### Exercise requirements:
Show every line of the listing that contains the string "doorway", copying each one in full; case counts.

### Working data:
** Begin **
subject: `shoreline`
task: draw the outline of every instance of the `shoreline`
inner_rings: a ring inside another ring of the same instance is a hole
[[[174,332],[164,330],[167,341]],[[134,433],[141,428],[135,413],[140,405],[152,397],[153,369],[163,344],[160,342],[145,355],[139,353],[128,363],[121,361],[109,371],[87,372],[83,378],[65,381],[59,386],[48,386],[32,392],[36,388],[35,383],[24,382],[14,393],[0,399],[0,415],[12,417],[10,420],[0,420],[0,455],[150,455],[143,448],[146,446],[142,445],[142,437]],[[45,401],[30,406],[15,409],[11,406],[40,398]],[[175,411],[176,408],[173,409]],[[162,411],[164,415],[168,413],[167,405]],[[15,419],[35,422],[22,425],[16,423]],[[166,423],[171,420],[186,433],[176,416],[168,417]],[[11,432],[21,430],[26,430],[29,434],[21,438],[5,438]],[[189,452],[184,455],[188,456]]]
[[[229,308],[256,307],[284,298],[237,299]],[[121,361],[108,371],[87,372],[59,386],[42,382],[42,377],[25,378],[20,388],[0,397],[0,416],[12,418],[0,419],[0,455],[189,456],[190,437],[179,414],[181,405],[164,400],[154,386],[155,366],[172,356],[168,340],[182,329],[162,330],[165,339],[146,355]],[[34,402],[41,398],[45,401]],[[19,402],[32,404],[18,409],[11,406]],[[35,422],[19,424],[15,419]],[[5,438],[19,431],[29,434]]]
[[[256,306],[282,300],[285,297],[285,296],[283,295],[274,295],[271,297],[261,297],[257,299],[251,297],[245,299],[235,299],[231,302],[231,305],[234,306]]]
** End **
** Begin **
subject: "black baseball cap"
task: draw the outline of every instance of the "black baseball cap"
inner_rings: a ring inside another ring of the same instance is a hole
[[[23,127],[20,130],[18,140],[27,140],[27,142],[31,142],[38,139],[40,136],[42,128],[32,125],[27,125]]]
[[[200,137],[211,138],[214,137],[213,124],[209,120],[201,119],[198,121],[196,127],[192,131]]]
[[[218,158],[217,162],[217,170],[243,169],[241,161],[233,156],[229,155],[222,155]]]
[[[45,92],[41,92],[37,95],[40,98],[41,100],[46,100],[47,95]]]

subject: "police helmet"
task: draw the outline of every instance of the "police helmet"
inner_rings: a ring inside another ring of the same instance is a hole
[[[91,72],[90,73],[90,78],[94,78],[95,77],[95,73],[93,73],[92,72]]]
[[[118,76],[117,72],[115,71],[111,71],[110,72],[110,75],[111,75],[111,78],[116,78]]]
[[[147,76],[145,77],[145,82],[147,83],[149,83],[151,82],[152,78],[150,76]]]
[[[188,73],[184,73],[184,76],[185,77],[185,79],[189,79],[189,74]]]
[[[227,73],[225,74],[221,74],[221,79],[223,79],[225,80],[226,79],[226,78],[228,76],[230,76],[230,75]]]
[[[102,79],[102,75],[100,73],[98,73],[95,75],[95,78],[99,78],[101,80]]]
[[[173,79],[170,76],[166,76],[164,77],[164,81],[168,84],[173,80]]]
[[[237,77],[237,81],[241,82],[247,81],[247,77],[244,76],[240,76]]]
** End **
** Begin **
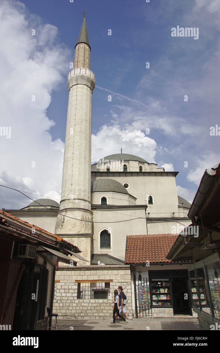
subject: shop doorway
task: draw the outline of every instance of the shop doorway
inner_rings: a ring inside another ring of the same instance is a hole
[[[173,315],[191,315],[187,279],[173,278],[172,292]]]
** End **
### Result for this task:
subject: shop doorway
task: draw the outline of every instance of the shop doorway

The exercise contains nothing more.